• [What to work on] Could you copy every line from the material below in which "white" appears?

• [Data listing]
────

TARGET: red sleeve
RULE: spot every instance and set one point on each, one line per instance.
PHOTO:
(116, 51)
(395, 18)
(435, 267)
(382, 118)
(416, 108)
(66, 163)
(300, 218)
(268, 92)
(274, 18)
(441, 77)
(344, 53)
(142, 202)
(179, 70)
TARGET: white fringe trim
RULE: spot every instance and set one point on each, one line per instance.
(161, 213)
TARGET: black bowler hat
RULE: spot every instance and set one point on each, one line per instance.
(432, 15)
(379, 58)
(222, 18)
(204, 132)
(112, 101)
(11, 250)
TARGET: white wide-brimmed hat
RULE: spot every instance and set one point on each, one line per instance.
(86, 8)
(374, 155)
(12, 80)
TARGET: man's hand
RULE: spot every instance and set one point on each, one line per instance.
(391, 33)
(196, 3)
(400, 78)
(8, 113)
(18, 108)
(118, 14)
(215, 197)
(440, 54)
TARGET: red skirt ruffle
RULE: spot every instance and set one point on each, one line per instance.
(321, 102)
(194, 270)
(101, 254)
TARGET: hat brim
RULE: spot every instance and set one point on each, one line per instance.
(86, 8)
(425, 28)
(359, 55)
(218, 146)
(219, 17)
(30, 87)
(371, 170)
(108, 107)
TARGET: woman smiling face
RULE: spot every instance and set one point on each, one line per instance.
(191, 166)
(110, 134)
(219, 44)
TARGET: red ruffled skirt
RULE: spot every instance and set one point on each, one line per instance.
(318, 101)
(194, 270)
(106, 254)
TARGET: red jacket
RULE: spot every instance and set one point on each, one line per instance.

────

• [Result of the task]
TARGET: white fringe trim
TARGET: white wide-brimmed hat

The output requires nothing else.